§ **SELECTED TEXT**
A recent repeal of federal consumer privacy rules has opened the door to potential sharing and use of sensitive, consumer data with only individual state privacy laws standing in the way.
President Trump signed a congressional bill on April 3 repealing Obama-era FCC consumer privacy rules for broadband internet service providers (“ISPs”) that had just been just adopted by the FCC this past fall. The Trump administration has not yet provided a replacement privacy regulation framework, leaving both ISPs and tech companies subject to potentially varying state-level consumer privacy regulations.
Regulating ISPs’ access to sensitive consumer data has long been a concern on both sides of the political aisle. The Obama-era FCC found that because ISPs are able to view vast swathes of consumer data, consumers should decide how ISPs use and share their data. In keeping with the goal of consumer choice, the FCC adopted the privacy rules on October 27, 2016, and they were set to go into effect on March 8, 2017.
The privacy rules required ISPs to provide, among other things, privacy notices that inform consumers about what confidential information the ISPs collect, information on how the ISPs use that confidential information, the circumstances under which the ISPs will share the confidential information, and the identity of the types of entities with which the carriers ISPs share the confidential information. These rules also required ISPs to give consumers the choice to opt in or to opt out of the use or sharing of the confidential information.
Proponents of the privacy rules argue that the rules protected consumers’ sensitive data from unauthorized use by ISPs, including selling individual browsing history to third parties. Critics of the privacy rules argue that the regulations placed stricter requirements on ISPs than on tech companies like Google and Facebook, thus placing ISPs at a competitive disadvantage.
In fairness, both ISPs and tech companies cannot tie internet or app usage data to sensitive information such as names, addresses, or social security numbers without consumers’ permission under the FTC’s privacy guidelines. Although ISPs and tech companies have pledged to follow this framework, the FTC cannot enforce its guidelines against ISPs because they fall under the FCC’s jurisdiction.
As a brief recap, the Obama administration brought ISPs under FCC jurisdiction in February 2015 in an effort to impose transparency neutrality rules. The FCC transparency rules were imposed when the Obama-era FCC voted to regulate the Internet under Title II of the 1934 Communications Act. Under Title II, ISPs were treated as common carriers along with utility services, railroads, and the postal service, rather than as an information service. Classifying ISPs as carriers allowed the FCC to exert regulatory power over ISPs and impose the net neutrality transparency rules that were rolled back by earlier this year.

§ **LISTED RECORDS**
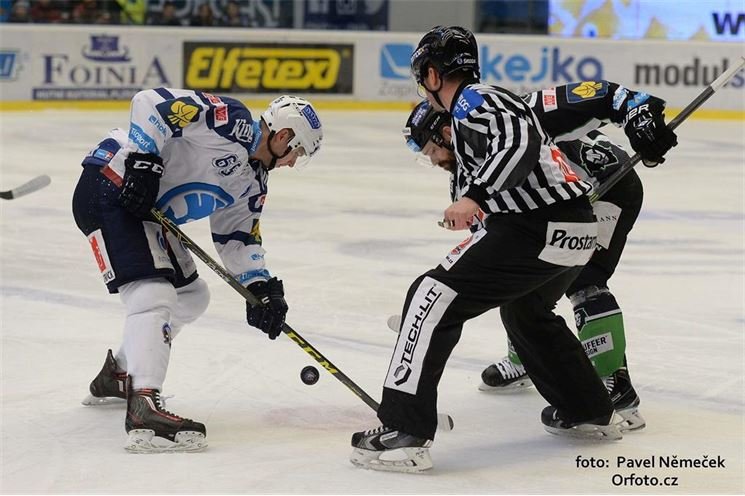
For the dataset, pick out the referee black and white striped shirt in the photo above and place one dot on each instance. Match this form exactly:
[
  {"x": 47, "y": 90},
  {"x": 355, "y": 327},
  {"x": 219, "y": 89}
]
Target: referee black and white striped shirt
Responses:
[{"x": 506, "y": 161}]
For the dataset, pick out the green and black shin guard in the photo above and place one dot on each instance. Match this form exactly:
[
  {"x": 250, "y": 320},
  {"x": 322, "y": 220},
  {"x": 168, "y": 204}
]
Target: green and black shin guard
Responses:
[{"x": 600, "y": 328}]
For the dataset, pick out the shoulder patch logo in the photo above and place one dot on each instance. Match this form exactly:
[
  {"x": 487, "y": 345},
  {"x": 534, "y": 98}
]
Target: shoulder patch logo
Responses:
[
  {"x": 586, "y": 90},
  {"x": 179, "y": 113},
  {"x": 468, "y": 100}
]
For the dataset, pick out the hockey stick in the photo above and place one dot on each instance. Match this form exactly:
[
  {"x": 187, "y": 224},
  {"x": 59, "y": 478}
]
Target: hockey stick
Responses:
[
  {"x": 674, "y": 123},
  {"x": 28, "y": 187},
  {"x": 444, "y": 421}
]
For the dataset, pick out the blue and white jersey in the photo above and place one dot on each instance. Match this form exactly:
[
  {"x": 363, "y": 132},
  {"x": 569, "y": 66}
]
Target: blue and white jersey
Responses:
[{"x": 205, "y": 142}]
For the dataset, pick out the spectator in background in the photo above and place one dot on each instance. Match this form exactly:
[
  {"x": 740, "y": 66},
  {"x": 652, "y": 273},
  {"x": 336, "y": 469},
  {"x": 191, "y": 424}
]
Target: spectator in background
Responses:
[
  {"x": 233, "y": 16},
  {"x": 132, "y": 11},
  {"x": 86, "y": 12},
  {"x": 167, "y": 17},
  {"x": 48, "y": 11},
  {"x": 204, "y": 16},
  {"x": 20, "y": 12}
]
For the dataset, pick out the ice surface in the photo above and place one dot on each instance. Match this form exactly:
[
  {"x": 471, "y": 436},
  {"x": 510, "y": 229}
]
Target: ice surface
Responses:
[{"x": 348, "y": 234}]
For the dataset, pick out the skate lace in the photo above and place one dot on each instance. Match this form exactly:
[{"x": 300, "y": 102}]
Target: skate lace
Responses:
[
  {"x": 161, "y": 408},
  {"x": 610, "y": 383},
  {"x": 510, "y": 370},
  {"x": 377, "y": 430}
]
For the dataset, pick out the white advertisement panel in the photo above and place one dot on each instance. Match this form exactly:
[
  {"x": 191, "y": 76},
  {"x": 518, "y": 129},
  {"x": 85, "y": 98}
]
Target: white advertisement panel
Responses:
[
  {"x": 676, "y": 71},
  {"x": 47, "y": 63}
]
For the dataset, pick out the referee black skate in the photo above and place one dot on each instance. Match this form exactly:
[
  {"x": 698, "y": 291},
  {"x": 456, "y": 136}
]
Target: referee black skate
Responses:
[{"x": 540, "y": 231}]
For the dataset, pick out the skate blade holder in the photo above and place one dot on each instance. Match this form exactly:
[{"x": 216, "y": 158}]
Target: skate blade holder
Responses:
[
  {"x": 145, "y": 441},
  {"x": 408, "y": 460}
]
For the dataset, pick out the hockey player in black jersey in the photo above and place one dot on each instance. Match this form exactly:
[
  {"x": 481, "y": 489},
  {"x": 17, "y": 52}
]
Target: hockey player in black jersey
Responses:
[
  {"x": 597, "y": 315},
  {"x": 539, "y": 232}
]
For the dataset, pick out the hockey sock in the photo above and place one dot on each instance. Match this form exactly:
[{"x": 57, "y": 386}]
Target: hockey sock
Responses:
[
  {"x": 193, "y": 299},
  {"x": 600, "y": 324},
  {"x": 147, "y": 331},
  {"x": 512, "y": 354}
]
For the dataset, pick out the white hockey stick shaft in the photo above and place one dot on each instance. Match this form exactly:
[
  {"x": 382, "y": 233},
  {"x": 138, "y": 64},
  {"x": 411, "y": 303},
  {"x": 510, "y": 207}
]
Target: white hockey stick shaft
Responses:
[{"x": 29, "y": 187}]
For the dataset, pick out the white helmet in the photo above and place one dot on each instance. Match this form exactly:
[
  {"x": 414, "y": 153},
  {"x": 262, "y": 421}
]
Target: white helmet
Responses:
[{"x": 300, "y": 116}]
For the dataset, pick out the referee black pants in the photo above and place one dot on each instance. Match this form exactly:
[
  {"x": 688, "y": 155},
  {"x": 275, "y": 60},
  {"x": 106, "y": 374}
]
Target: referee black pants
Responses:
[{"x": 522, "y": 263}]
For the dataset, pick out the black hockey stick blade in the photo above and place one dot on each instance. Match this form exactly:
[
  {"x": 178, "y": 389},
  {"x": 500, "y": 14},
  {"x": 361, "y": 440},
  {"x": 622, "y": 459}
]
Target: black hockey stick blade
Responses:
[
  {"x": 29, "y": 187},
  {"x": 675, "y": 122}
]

§ **EXERCISE INSTRUCTIONS**
1. In the article on broadband privacy rules, on what date did the FCC adopt the privacy rules?
2. Rewrite the stretch of entries from the line containing "For the dataset, pick out the black" through the end of the entries, changing "blade" to "tip" and leaving everything else the same.
The article on broadband privacy rules and the entries are unrelated to each other.

§ **THE RESPONSES**
1. October 27, 2016

2.
For the dataset, pick out the black hockey stick tip in the photo above and place one dot on each instance. Match this form exactly:
[
  {"x": 178, "y": 389},
  {"x": 500, "y": 14},
  {"x": 361, "y": 440},
  {"x": 622, "y": 459}
]
Target: black hockey stick tip
Responses:
[
  {"x": 29, "y": 187},
  {"x": 675, "y": 122}
]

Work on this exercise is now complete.